▶ **原文**

聊聊flink Table的Distinct Aggregation

序

本文主要研究一下flink Table的Distinct Aggregation

实例

//Distinct can be applied to GroupBy Aggregation, GroupBy Window Aggregation and Over Window Aggregation.
Table orders = tableEnv.scan("Orders");
// Distinct aggregation on group by
Table groupByDistinctResult = orders
    .groupBy("a")
    .select("a, b.sum.distinct as d");
// Distinct aggregation on time window group by
Table groupByWindowDistinctResult = orders
    .window(Tumble.over("5.minutes").on("rowtime").as("w")).groupBy("a, w")
    .select("a, b.sum.distinct as d");
// Distinct aggregation on over window
Table result = orders
    .window(Over
        .partitionBy("a")
        .orderBy("rowtime")
        .preceding("UNBOUNDED_RANGE")
        .as("w"))
    .select("a, b.avg.distinct over w, b.max over w, b.min over w");

//User-defined aggregation function can also be used with DISTINCT modifiers
Table orders = tEnv.scan("Orders");
// Use distinct aggregation for user-defined aggregate functions
tEnv.registerFunction("myUdagg", new MyUdagg());
orders.groupBy("users").select("users, myUdagg.distinct(points) as myDistinctResult");

Distinct Aggregation可以用于内置的及自定义的aggregation function；内置的aggregation function诸如GroupBy Aggregation、GroupBy Window Aggregation、Over Window Aggregation

AggregateFunction

flink-table_2.11-1.7.0-sources.jar!/org/apache/flink/table/functions/AggregateFunction.scala

/**
  * Base class for User-Defined Aggregates.
  *
  * The behavior of an [[AggregateFunction]] can be defined by implementing a series of custom
  * methods. An [[AggregateFunction]] needs at least three methods:
  *  - createAccumulator,
  *  - accumulate, and
  *  - getValue.

▶ **任务要求**
1. 照抄原文中从“聊聊flink Table的Distinct Aggregation”一直到“Over Window Aggregation.”的全部内容。
2. 根据原文回答：
(a) 按时间窗口分组的示例中，Tumble 窗口的长度是多少？
(b) 自定义聚合函数注册时使用的名称是什么？
(c) 一个 AggregateFunction 至少需要实现哪三个方法？

▶ **所给条目**

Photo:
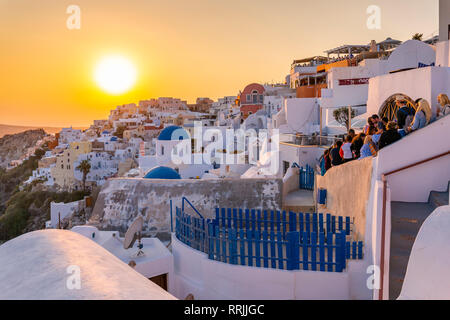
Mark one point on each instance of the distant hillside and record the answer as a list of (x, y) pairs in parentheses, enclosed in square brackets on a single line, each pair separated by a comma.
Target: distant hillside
[(8, 129), (13, 147)]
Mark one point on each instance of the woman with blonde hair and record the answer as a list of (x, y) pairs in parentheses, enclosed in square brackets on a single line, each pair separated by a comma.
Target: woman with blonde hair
[(369, 148), (444, 107), (422, 117)]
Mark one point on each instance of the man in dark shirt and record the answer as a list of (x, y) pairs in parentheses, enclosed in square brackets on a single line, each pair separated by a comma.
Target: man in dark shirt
[(336, 159), (390, 136), (403, 112)]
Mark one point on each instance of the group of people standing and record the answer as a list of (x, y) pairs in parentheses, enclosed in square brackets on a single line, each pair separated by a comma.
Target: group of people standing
[(380, 133)]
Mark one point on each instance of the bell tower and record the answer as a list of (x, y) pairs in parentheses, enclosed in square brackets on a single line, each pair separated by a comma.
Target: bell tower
[(444, 20)]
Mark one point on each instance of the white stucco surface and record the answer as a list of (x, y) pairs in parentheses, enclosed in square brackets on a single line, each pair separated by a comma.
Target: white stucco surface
[(427, 277), (211, 280), (35, 265), (410, 54)]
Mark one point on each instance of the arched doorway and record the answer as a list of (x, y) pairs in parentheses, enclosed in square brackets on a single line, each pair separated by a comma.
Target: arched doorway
[(389, 108)]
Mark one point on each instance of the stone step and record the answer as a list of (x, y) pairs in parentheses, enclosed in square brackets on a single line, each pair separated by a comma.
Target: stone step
[(402, 241), (439, 199)]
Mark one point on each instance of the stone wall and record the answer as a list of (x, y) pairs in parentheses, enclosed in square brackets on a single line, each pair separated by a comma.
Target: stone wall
[(348, 190), (121, 200)]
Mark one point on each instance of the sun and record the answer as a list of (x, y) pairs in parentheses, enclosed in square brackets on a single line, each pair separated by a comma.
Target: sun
[(115, 74)]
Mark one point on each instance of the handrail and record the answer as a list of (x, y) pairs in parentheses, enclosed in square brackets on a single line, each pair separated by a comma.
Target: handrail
[(383, 221), (192, 206)]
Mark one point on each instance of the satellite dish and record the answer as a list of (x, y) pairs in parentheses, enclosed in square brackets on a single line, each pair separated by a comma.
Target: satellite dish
[(133, 233)]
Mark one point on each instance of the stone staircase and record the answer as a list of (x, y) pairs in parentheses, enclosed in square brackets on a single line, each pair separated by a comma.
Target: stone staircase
[(407, 219)]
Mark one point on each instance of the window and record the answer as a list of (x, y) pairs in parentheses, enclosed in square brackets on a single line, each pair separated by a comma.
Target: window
[(286, 166)]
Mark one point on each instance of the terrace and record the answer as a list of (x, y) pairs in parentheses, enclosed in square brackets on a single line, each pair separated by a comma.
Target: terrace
[(271, 239)]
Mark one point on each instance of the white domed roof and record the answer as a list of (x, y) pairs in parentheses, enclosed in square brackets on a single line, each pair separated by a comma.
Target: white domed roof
[(410, 54)]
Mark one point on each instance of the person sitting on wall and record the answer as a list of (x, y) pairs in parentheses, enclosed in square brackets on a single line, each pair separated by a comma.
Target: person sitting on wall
[(368, 149), (346, 151), (336, 159), (405, 114), (327, 159), (383, 124), (352, 133), (376, 137), (369, 129), (444, 106), (357, 144), (422, 117), (390, 136)]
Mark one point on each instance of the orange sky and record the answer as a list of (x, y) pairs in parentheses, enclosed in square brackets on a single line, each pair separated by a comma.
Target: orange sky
[(181, 48)]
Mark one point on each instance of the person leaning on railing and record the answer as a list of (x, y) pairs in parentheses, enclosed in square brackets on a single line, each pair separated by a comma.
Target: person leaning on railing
[(390, 136), (357, 144), (369, 149), (422, 117)]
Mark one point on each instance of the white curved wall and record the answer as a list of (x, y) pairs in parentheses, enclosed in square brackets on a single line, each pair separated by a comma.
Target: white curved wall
[(410, 54), (427, 276), (211, 280)]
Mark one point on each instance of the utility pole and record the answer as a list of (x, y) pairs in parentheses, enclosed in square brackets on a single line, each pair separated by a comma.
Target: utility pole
[(349, 118)]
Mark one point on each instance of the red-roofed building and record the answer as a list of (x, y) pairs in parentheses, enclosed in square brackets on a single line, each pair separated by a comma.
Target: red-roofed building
[(251, 99)]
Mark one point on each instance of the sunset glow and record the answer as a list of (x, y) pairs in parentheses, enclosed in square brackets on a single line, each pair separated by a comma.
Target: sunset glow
[(115, 75)]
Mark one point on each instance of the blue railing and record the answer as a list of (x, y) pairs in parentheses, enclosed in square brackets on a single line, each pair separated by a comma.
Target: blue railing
[(307, 176), (256, 238)]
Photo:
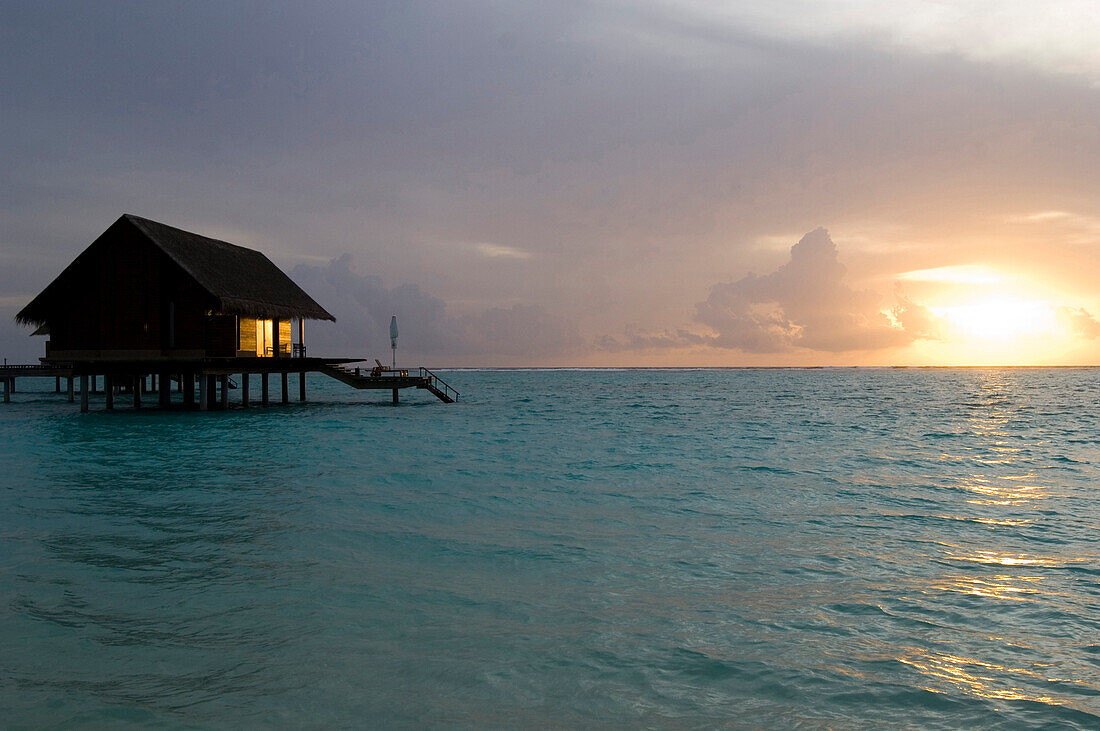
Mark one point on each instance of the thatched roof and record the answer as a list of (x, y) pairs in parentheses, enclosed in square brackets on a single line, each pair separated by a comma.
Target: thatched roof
[(241, 280)]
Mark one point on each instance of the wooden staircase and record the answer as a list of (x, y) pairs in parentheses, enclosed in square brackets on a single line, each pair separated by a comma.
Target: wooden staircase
[(394, 379)]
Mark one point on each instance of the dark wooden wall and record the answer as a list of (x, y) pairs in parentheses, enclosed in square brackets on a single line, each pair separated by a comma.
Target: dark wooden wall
[(120, 297)]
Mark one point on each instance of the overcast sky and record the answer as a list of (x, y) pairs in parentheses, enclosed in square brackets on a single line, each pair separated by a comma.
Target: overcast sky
[(591, 181)]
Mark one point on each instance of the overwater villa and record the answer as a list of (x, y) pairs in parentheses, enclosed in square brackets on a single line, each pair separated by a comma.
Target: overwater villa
[(147, 306)]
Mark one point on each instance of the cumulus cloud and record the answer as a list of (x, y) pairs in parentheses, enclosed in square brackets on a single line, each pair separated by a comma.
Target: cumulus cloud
[(363, 305), (806, 303), (1079, 322)]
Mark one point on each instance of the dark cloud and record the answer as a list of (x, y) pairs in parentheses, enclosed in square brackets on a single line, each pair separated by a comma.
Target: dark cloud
[(804, 303), (634, 151)]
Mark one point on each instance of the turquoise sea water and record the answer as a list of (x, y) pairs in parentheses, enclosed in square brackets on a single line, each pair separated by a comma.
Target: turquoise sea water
[(839, 547)]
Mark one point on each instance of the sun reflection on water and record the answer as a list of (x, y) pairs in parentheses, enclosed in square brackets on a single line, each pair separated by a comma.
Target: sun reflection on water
[(975, 676)]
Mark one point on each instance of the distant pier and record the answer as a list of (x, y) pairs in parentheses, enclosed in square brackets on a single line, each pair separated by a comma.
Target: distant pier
[(205, 384)]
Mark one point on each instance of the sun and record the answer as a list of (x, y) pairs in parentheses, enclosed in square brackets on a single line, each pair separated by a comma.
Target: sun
[(1001, 320)]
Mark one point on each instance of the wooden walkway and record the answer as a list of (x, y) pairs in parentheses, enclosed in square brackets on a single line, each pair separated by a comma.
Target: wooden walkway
[(157, 376), (393, 379)]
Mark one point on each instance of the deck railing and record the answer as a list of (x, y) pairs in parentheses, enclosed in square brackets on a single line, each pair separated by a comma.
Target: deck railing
[(439, 383)]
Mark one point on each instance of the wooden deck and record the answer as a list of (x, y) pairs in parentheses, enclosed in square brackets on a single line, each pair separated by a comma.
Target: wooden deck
[(158, 376)]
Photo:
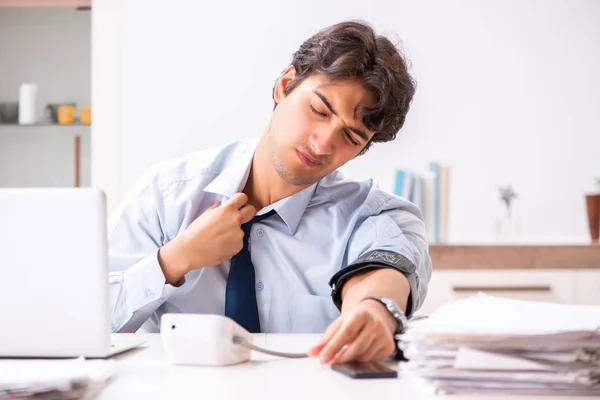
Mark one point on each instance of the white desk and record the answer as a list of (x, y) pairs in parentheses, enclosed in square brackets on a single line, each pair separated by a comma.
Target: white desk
[(145, 374)]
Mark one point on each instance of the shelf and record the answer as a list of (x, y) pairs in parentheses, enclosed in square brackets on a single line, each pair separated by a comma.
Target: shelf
[(41, 124)]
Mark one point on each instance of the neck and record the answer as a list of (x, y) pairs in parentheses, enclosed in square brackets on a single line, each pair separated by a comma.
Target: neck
[(264, 186)]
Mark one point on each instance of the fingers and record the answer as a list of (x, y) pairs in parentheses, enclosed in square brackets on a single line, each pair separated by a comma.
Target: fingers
[(347, 333), (357, 350), (376, 353), (237, 201), (247, 212)]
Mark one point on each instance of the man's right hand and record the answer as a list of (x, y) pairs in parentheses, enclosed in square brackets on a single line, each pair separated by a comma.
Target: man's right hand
[(213, 237)]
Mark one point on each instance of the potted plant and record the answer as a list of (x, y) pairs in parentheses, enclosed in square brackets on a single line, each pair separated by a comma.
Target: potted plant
[(592, 204)]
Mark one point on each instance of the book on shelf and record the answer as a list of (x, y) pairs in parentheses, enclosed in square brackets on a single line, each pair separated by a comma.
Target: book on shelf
[(429, 190)]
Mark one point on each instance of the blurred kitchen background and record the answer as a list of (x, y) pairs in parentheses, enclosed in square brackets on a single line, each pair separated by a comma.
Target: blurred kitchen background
[(508, 103), (508, 96)]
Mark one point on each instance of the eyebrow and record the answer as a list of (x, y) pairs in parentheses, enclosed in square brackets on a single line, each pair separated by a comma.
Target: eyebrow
[(354, 129)]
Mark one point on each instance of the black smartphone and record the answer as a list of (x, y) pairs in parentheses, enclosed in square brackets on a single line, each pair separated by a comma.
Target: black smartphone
[(365, 370)]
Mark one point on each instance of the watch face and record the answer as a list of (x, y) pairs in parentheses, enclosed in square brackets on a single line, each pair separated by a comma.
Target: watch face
[(395, 311)]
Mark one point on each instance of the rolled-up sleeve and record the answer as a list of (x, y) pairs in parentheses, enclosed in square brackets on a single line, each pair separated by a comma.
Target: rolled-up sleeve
[(395, 237), (136, 232)]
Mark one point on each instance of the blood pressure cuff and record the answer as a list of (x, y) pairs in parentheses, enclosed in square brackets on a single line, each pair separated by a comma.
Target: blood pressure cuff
[(372, 260)]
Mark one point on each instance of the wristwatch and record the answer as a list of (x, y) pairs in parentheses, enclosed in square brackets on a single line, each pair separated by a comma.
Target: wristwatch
[(398, 315), (395, 311)]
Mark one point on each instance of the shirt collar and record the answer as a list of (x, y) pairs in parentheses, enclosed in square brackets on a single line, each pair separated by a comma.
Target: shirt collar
[(233, 179)]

▶ **逐题答案**
1.
聊聊flink Table的Distinct Aggregation

序

本文主要研究一下flink Table的Distinct Aggregation

实例

//Distinct can be applied to GroupBy Aggregation, GroupBy Window Aggregation and Over Window Aggregation.

2.
(a) 5分钟（"5.minutes"）
(b) myUdagg
(c) createAccumulator、accumulate 和 getValue